GIVEN PASSAGE:

--- start ---

Alternatively, Fair Vote is proposing a ballot-selection method to audit an IRV election that (to be publicly verifiable) would necessitate first publicly releasing the ranked vote choices on each and every individual ballot, along with printing a humanly readable identifier on each ballot that could be used to randomly select identifiable ballots. To avoid ballot privacy issues the humanly readable identifiers for each ballot would have to be printed on the ballots after voters cast them.

With IRV's more than N! unique ballot preference orders for each precinct, if there were a lot of candidates, then individual voters' ballots could become easier to identify. Then ballots would have to be randomly selected from the entire election contest, including all precincts, so this might not meet California's requirement to manually audit 1% of precincts. See http://www.sos.ca.gov/elections/voting_systems/pearson_rcv_letter_091407_07_0586.pdf

The only other possible way to validly audit an IRV election that takes more than one round to count would be to manually recount 100% of the ballots involved in the election contest. Perhaps since it took San Francisco about a month to count its IRV election, it simply manually counted all the ballots and called it an audit.

9. Dopp: "Could necessitate counting all presidential votes in Washington, D.C.…"

--- end ---

(Data entries)
--- start ---

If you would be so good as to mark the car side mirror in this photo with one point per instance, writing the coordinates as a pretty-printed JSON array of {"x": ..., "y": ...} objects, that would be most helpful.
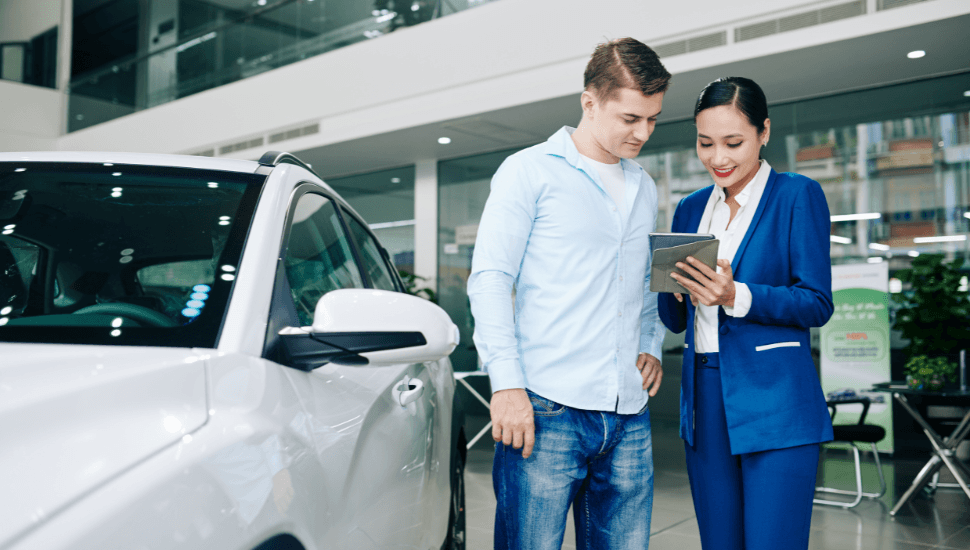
[{"x": 369, "y": 327}]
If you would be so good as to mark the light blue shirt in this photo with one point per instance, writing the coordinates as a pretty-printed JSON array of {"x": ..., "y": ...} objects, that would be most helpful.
[{"x": 579, "y": 265}]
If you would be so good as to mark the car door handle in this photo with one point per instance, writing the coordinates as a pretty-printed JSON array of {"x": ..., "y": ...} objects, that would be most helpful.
[{"x": 414, "y": 390}]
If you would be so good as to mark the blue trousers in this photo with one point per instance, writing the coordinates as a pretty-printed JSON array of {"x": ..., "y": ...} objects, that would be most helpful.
[
  {"x": 751, "y": 501},
  {"x": 599, "y": 462}
]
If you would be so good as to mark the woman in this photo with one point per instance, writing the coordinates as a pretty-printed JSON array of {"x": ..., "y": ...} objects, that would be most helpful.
[{"x": 752, "y": 409}]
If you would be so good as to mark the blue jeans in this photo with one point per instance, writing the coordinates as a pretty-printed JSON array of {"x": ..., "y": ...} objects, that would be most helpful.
[{"x": 600, "y": 462}]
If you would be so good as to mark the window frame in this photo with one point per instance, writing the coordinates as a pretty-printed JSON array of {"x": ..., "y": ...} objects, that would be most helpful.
[{"x": 282, "y": 312}]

--- end ---

DIRECTIVE A:
Answer these questions about the passage on auditing IRV elections:
(i) At what point would the readable identifiers be printed on the ballots under the Fair Vote method?
(ii) Which California requirement might not be met if ballots were randomly selected from the whole election contest?
(iii) About how long did San Francisco take to count its IRV election?
DIRECTIVE B:
Sum up the passage on auditing IRV elections in two sentences.

WRITTEN ANSWER A:
(i) After voters cast them.
(ii) The requirement to manually audit 1% of precincts.
(iii) About a month.

WRITTEN ANSWER B:
Fair Vote proposes auditing an IRV election by publicly releasing the ranked choices on every ballot and printing a readable identifier on each ballot after it is cast, so ballots can be randomly selected. This could make individual ballots easier to identify and might not meet California's 1% precinct audit requirement, and the only other valid way to audit a multi-round IRV election would be to manually recount all the ballots.